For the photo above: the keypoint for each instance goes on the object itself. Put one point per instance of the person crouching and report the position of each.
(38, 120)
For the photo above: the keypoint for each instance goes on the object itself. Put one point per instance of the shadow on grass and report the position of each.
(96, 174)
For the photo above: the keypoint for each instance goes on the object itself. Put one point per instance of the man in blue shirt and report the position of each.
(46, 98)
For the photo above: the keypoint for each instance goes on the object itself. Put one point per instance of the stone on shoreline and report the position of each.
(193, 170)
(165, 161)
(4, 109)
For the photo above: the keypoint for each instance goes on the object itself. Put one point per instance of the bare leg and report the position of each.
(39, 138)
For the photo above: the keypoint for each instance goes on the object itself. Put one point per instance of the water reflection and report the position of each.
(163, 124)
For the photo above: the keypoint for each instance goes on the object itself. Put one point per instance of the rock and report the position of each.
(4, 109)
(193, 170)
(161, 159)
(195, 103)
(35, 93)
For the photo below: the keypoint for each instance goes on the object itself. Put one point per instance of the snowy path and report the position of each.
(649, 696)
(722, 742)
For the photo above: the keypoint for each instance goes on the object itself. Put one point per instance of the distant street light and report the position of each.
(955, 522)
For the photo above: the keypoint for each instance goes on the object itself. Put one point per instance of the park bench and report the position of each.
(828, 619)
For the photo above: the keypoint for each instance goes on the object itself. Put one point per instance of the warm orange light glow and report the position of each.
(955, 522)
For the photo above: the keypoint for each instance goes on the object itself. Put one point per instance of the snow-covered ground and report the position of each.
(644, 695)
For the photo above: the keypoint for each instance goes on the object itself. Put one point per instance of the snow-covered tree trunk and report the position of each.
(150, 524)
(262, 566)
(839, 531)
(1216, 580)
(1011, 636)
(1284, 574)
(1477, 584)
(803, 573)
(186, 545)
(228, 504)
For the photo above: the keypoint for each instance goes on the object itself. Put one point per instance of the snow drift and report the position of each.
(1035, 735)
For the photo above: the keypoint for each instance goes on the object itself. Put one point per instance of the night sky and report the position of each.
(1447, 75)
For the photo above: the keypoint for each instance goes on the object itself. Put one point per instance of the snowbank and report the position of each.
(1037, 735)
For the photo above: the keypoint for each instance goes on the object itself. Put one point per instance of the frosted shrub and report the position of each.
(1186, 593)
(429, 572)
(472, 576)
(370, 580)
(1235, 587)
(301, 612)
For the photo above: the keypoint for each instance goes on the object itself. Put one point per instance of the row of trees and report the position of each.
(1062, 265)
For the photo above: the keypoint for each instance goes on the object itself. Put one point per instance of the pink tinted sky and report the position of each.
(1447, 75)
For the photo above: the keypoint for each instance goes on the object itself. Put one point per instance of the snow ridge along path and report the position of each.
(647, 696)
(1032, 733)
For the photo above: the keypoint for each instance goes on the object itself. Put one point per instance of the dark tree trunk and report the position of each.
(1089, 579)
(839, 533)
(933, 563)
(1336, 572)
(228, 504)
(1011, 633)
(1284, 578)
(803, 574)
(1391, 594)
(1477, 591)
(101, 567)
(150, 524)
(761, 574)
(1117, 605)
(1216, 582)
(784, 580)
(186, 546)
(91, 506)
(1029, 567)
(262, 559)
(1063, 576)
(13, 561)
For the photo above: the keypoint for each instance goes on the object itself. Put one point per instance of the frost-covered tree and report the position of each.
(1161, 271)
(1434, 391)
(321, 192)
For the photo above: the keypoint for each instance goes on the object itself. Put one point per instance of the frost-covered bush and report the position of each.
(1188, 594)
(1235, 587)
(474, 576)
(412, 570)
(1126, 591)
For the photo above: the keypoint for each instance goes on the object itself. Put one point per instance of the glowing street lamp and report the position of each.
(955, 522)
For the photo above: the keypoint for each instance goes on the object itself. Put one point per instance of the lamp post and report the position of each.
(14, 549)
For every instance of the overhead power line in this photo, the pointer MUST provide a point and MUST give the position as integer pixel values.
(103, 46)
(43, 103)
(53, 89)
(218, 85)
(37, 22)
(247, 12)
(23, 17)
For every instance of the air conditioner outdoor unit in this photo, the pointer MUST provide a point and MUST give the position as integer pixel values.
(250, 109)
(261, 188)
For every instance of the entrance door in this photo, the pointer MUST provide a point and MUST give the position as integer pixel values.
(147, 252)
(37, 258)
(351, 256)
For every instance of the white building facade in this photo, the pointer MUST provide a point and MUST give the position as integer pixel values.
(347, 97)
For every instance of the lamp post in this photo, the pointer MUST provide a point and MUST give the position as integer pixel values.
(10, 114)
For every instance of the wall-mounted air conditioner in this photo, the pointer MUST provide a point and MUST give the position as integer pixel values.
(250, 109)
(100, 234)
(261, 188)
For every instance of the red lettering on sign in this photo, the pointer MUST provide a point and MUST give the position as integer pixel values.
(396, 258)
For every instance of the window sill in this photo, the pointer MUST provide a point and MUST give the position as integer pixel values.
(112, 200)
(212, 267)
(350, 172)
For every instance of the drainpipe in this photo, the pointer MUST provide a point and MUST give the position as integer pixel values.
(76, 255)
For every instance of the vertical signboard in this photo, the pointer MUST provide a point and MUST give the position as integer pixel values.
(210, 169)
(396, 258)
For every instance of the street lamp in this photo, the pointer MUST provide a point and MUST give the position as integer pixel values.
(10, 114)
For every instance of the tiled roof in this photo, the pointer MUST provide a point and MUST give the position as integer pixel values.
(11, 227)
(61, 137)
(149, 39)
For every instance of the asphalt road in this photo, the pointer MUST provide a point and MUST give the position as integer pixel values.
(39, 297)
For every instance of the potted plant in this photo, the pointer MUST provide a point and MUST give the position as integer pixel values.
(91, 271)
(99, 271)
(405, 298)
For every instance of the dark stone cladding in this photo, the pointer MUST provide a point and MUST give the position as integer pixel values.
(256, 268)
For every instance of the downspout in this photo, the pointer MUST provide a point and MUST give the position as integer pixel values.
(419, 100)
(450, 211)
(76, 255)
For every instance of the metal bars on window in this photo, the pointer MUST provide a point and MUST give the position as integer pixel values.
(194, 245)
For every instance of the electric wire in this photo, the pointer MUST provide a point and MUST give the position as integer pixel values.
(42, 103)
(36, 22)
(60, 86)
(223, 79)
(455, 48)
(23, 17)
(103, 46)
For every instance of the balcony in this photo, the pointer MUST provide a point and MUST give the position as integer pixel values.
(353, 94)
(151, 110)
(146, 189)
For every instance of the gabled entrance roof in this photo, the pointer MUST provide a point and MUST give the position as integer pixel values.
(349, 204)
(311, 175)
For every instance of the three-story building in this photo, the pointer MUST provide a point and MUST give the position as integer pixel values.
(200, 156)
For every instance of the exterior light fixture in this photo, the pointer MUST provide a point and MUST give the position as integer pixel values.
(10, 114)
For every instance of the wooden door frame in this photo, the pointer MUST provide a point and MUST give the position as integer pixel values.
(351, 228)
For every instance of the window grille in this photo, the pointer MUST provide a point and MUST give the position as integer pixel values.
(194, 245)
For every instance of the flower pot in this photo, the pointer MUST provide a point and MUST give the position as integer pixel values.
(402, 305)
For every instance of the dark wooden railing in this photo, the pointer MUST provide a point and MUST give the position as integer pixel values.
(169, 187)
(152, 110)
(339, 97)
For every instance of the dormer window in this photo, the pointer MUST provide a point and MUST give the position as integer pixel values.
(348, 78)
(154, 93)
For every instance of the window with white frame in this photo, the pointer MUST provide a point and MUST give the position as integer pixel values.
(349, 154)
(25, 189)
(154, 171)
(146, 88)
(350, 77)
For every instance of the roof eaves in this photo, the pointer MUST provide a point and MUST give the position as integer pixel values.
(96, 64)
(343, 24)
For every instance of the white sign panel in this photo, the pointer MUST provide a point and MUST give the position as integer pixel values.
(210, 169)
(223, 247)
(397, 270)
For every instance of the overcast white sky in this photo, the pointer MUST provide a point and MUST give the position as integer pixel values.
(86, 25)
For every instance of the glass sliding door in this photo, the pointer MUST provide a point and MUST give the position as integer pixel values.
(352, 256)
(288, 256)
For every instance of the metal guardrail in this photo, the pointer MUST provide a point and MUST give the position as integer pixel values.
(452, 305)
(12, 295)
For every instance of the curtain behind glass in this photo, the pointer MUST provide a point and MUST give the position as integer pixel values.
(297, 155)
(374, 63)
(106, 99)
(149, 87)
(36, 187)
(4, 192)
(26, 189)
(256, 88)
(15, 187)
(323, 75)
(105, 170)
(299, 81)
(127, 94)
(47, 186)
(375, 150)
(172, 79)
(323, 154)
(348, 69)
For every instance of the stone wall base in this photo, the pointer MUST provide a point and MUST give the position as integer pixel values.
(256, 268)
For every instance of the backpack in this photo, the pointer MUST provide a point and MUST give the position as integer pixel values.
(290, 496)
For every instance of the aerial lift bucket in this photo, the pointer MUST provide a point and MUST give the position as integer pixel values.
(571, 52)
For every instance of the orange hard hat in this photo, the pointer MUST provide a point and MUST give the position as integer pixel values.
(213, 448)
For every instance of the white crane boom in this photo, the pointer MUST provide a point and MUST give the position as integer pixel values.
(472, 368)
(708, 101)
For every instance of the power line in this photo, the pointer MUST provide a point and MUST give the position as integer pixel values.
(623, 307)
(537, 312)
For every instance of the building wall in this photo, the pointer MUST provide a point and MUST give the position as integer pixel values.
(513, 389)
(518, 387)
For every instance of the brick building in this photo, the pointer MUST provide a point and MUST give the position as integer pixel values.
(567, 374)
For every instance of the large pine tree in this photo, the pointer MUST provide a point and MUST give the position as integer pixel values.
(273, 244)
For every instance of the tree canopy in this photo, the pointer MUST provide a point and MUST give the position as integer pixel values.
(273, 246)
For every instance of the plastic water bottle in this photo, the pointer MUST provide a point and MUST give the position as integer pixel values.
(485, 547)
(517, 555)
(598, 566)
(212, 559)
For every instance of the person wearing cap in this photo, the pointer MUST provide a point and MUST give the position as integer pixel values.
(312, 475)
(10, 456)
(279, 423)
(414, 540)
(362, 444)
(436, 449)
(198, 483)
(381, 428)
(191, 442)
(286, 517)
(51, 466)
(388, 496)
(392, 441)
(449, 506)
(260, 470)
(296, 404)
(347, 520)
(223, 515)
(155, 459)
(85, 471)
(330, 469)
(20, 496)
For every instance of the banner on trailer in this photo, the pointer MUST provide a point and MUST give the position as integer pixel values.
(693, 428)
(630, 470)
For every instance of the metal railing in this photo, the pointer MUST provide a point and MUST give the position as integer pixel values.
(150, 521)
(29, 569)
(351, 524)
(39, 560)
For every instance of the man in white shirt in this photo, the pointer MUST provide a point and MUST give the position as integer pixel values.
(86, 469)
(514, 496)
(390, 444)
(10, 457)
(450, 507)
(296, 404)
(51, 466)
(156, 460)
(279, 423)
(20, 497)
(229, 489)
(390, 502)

* [THE TASK]: An exact copy of the lines from the one containing "For every instance of the metal railing" through the end of the data above is the whole answer.

* [WRITTEN RESPONSE]:
For every instance of the metal railing in this photo, the pointer MUST provide a point and MUST give the position as integer pixel values.
(150, 521)
(29, 569)
(351, 524)
(39, 560)
For every instance of the man in white shirt in this photo, the pointer MUST provide a point and MUST give the position as integer pixel values.
(86, 469)
(514, 496)
(390, 444)
(10, 457)
(450, 507)
(296, 404)
(51, 466)
(156, 460)
(279, 423)
(20, 497)
(229, 489)
(390, 502)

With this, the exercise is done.